▶ Supplied text:
In 2017, there have been several attempts by Congress to repeal the ACA (Affordable Care Act). Congress is working on a new proposal, after they pulled their previous attempt in March. Because of this, the taxes and fees associated with the ACA are here to stay for 2017. While it seems clear that Congress will continue their efforts to repeal and replace the ACA, and thus its fate is unclear, we do know there will be definite changes for 2017. These changes include a delay on the Cadillac Tax and other fees. How these changes will impact you depends on your group or individual situation, but we’re here to help you make sure you know where you stand.
What are the changes: the Cadillac Tax and other fees explained
First, the most important of these changes relates to delaying the institution of the “Cadillac Tax” on high-cost group insurance until 2020. Previously, the ACA imposed a 40% excise tax on high-cost group plans. The tax covers the monthly cost for the plan which exceeds the employee’s annual limitation. The 2016 budget delayed the implementation of the tax to 2020, and amended it. It removed a prohibition for deducting the Cadillac Tax as a business expense, and it required a study to look into the age and gender adjustments to the annual limitation.
Second, the budget bill has stopped collection of the provider’s fee and medical device taxes mandated by the ACA. The provider’s fee charged annual fees to health providers, who in turn passed those fees on to their customers. The medical device fee placed a tax on certain medical devices, payed by the producers, but it was again passed on to the consumers. The government will not collect the provider’s fee in 2017. The medical device tax will not be collected for two years, until 2018.
Finally, this is the last year in which reinsurance fees paid by providers and self-funded groups to help stabilize premiums through the exchange will be collected. The transitional reinsurance program supported by these fees only operated until 2016. Thus, this year is the last year the government will collect the fee. Going forward, providers and self-funded group will be not be responsible for these fees.
What does it mean for you?
Self-funded groups are responsible for only one more year of the reinsurance fee. If you have questions about how to make this payment, please feel free to get in touch with us, and we can help you through the process. Groups that offer a benefits package eligible for the Cadillac Tax will not need to worry about it until 2020. Although this seems a long way off, it’s never too late to start planning to be ready. Let us know if you think your benefits package is eligible for the Cadillac Tax. We would be glad to help you prepare for when Congress implements the tax. We can also provide strategies to help your employees manage this tax. All told, the definite changes to the ACA mean fewer fees passed on to consumers, a delay of the Cadillac tax, and the end of the reinsurance fee.

▶ Given information:
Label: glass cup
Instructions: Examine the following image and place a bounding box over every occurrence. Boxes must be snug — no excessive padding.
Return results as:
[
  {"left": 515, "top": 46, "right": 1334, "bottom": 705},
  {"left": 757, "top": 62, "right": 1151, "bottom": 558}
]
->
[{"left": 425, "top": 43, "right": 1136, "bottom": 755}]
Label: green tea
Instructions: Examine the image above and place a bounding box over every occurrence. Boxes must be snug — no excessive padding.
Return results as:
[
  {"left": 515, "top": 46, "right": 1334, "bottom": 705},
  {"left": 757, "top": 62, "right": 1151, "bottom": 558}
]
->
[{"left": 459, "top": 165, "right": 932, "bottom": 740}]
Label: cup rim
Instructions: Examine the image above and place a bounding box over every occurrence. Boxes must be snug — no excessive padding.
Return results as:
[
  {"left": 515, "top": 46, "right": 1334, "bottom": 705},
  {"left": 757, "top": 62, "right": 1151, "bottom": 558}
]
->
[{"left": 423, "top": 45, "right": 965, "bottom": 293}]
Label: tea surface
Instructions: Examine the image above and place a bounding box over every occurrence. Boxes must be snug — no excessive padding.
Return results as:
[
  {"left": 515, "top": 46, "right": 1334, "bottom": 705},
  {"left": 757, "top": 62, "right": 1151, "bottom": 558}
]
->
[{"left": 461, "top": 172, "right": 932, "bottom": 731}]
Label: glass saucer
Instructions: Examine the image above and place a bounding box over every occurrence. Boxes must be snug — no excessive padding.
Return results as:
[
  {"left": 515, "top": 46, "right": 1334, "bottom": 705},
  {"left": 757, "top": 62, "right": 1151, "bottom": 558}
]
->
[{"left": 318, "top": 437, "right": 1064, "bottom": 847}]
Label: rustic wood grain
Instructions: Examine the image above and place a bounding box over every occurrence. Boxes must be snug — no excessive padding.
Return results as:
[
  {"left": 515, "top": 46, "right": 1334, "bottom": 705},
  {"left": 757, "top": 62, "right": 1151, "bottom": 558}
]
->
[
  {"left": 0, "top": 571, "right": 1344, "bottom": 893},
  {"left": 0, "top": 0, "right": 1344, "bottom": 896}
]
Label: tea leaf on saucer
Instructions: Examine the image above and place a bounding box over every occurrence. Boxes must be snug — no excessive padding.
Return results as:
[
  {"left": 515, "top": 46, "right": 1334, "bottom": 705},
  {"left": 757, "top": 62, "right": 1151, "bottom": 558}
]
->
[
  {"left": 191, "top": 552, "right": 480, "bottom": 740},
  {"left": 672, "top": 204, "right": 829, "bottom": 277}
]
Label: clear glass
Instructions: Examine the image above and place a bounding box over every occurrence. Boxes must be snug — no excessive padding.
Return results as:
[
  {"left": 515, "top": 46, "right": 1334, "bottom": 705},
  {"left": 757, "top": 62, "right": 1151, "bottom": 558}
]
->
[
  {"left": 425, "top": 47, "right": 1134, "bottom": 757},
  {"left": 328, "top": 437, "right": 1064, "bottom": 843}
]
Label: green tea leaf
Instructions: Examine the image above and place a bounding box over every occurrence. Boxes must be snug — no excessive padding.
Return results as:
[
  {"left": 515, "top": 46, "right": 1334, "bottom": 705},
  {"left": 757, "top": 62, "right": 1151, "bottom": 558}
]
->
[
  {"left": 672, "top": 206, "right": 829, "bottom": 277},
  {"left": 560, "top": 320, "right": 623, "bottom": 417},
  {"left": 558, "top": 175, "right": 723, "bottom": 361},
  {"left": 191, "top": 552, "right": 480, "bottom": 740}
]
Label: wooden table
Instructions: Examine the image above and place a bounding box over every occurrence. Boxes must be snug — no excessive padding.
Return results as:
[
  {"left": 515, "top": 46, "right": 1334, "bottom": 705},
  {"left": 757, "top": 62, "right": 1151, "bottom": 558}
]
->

▶ Exercise set:
- 1) In the text on ACA fees, rewrite the paragraph beginning "Second, the budget bill has stopped collection" as a bulleted list, keeping its main facts.
- 2) According to the text on ACA fees, what excise tax rate did the ACA impose on high-cost group plans?

▶ Task results:
- 1)
- The budget bill stopped collection of two ACA charges: the provider's fee and the medical device tax.
- Provider's fee: an annual fee charged to health providers, who passed it on to their customers. It will not be collected in 2017.
- Medical device tax: a tax on certain medical devices, paid by the producers but also passed on to consumers. It will not be collected for two years, until 2018.

- 2) 40%